▶ **WORK REQUIRED**
All the data should come back exactly as it was given.

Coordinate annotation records

★ ★ ★ ★

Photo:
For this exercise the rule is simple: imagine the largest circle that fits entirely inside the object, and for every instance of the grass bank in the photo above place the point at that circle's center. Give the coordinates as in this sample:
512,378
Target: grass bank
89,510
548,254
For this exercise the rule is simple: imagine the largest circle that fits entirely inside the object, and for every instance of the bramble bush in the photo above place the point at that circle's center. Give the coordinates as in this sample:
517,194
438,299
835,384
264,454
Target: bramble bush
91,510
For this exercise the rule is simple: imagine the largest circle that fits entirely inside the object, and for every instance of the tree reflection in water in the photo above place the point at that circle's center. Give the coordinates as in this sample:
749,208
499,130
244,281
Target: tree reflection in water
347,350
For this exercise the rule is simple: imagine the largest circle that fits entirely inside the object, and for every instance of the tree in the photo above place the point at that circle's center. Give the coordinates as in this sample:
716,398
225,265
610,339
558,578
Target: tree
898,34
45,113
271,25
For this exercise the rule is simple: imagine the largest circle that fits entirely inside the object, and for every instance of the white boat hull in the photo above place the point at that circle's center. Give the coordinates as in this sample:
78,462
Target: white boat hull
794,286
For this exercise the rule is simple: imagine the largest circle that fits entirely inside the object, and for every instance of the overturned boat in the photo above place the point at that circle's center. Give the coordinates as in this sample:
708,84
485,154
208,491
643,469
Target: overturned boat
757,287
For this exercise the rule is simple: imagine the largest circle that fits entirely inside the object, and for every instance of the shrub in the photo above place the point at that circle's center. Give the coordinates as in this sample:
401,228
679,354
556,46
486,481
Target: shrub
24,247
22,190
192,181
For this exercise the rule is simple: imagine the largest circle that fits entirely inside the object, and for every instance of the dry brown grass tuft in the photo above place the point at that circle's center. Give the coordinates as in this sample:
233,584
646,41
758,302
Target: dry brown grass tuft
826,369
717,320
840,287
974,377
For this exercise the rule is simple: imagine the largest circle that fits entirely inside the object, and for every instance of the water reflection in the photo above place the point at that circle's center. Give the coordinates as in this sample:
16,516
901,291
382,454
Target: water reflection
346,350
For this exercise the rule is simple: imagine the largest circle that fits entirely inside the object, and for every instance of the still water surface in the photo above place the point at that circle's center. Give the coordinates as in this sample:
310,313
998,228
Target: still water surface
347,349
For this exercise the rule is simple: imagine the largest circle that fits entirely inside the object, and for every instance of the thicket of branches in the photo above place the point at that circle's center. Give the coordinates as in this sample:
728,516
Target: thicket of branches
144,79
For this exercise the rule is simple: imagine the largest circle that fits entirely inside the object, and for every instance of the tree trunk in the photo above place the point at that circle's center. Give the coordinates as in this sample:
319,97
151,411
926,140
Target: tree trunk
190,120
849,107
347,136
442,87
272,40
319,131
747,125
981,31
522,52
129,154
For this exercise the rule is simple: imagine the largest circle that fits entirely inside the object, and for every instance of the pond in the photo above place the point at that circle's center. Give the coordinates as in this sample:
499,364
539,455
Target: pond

★ ★ ★ ★

▶ **EXERCISE SOLUTION**
Photo:
For this exercise the rule is simple: imagine the largest circle that fits entirely inside the object, and for every instance of the grass bank in the photo above place the point at that circle's center. Give the coordinates as in this sample:
512,378
Target: grass bank
89,510
548,254
For this exercise the rule is simple: imagine the largest circle that fits entirely inside the object, and for every instance of the bramble bush in the photo above place the point at that circle's center. Give the coordinates as in this sample:
517,194
438,299
835,384
264,454
Target: bramble bush
91,510
For this exercise the rule is simple: imagine the largest circle that fits entirely inside the object, and for every instance of the tree reflection in water in the photo above place the point at that circle's center. Give the coordinates as in this sample:
749,208
499,130
244,281
Target: tree reflection in water
347,350
For this exercise the rule is simple: imagine the largest circle that fits entirely inside the object, and for every instance of the tree in the photo above place the point at that circle's center. Give the coordinates as in this sample:
716,398
225,265
610,339
558,578
Target: tree
898,34
45,113
271,25
For this exercise the rule is simple: imagine the largest circle that fits entirely inside the object, and for every instance of the white boat hull in the photo above place the point at that circle's center. Give the coordinates as in this sample:
78,462
Target: white boat hull
794,286
For this exercise the rule is simple: imagine the largest circle that fits entirely inside the object, and for every instance of the overturned boat in the photo above place the point at that circle's center. Give the coordinates as in this sample:
708,84
485,154
208,491
643,469
Target: overturned boat
757,287
For this exercise the rule is simple: imagine the largest circle that fits entirely inside the object, and for every instance of the shrub in the photo above place the point at that circle's center. Give the coordinates as in this sample:
401,228
679,354
556,46
486,481
Target: shrub
24,247
22,190
192,181
For this exercise the rule is simple: imagine the largest circle that fits entirely inside the object, and for every instance of the dry brown grass tuft in the photo above place the point at that circle's center. Give the coordinates as in this sample:
233,584
646,41
758,302
Target: dry brown grass tuft
826,369
717,320
840,287
974,377
For this exercise the rule is simple: imagine the largest circle that fits entirely inside the object, and for every instance of the water reflection in the photo above place the point at that circle's center. Give the coordinates as in this sample:
16,516
901,291
382,454
Target: water reflection
346,350
For this exercise the rule is simple: imagine the largest circle that fits entirely inside the object, and for every instance of the still water surface in the photo above place the point at that circle's center. Give the coordinates as in this sample:
310,313
998,228
Target: still water surface
347,349
For this exercise the rule is simple: imagine the largest circle that fits entirely inside the object, and for every instance of the thicket of branches in the photo above place the point at that circle's center. Give the coordinates as in this sample:
728,516
Target: thicket of branches
144,79
For this exercise the rule is simple: imagine the largest circle that fits entirely inside the object, and for every instance of the tree trunk in the photo above place the point at that circle's center. Give the coordinates as in this sample:
319,97
151,411
926,140
Target: tree trunk
190,120
849,107
347,136
442,87
272,40
319,131
747,125
981,31
522,52
129,154
For this exercise the rule is simple: imagine the largest circle that fits entirely inside the object, and for every instance of the pond in the photo above place the point at that circle's center. Give the coordinates as in this sample:
499,364
539,455
Target: pond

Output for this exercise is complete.